ASSIGNMENT —
Write out the data that follows exactly, keeping every picture out.

TASK INPUTS —

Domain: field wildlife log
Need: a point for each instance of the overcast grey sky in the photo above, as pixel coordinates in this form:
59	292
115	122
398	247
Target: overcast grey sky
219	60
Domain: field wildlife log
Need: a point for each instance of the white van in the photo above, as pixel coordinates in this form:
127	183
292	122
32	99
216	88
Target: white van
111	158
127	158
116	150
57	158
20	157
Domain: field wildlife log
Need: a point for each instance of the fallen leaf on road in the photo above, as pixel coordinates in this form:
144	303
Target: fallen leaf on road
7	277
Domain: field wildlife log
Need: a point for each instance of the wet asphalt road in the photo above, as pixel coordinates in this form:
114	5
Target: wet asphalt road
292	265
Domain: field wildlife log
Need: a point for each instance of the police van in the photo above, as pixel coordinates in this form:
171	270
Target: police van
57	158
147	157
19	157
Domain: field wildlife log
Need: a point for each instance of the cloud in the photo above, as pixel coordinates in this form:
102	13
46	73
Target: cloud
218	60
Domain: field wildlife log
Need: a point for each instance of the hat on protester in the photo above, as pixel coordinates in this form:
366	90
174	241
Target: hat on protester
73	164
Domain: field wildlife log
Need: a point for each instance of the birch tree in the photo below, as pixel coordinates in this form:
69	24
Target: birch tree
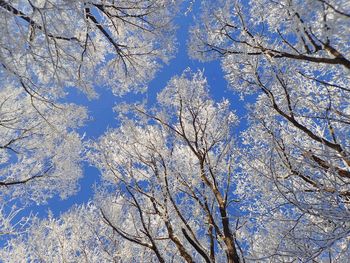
46	49
173	170
292	55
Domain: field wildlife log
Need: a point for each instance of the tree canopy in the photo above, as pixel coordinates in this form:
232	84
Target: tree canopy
181	180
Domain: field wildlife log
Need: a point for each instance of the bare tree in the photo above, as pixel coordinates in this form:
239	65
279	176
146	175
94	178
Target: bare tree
292	56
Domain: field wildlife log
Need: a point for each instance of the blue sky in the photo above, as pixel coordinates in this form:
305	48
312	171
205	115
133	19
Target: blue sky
102	116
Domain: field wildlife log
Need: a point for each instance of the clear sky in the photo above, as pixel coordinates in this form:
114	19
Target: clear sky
102	116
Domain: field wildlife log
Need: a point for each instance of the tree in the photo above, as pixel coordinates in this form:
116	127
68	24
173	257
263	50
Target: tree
172	168
169	187
47	47
292	56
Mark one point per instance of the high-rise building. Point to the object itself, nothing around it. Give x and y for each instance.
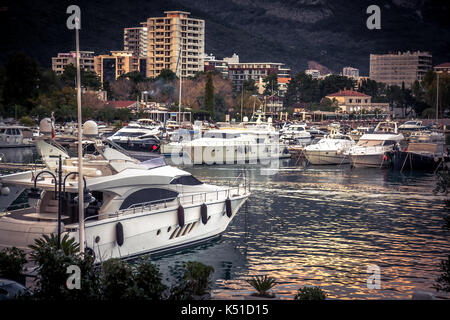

ANSWER TO THE PROBLEM —
Domain: field wildlife log
Need: a point for each instance of the overcast grey sky in the photo above, as pixel coordinates in this form:
59	292
115	122
398	247
Target: overcast grey sky
219	60
Domain: field wildlife log
Need: a point for each instance of the white van in the photo above, as pixel coordinates in this form:
127	183
292	122
32	99
216	88
Target: white van
111	158
127	158
116	150
57	158
20	157
Domain: field wildlife log
Need: a point for each instance of the fallen leaf on road in the photo above, as pixel coordinates in this form:
144	303
Target: fallen leaf on road
7	277
Domain: field wildlife log
Need: a point for each instance of the wet asphalt road in the photo above, as pixel coordinates in this form:
114	5
Target: wet asphalt road
292	265
Domain: field wildlife log
Need: a point for each instance of the police van in the photo above, as pixel coordinates in this form:
171	270
Target: police van
57	158
147	157
19	157
Domain: field wildlife log
Need: a point for each instance of the cloud in the photo above, as pixel coordinates in this form:
102	13
46	73
Target: cloud
218	60
Domain: field wildlife log
Need: a point for each instance of the hat on protester in the photo above, as pixel coordinates in this form:
366	90
174	241
Target: hat on protester
73	164
Domain: field wildlife log
Need: a point for each instance of the birch tree in the photo below, as pixel coordinates in this form:
69	24
Target: birch tree
46	49
173	170
292	55
Domain: field wildlife log
Need: a point for each instance of the tree canopy in the photo above, as pixel coordinates in this form:
232	84
Target: tree canopy
181	180
Domain: field wildlife log
Need: a point for each instance of the bare tree in the photo above, as pixel coordinates in this form:
239	65
279	176
146	175
94	178
Target: bare tree
292	56
Domain: field wildlife log
Need: a point for each instance of the blue sky in the photo above, as pixel coordinates in this form:
305	48
312	171
205	115
133	19
Target: blue sky
102	116
Domain: field wildlife log
Need: a point for each instance of the clear sky in the photo above, as pixel coordinates in this form:
114	19
Target: clear sky
102	116
Domain: field wildlife log
Need: a point for each instance of the tree in the photo above, as pixel coordinates in this form:
116	127
68	24
173	257
263	50
Target: tree
172	168
169	187
47	47
292	56
Mark one point per instance of the high-rise building. Point to the object itself, nothing around it. Give x and y for each instance.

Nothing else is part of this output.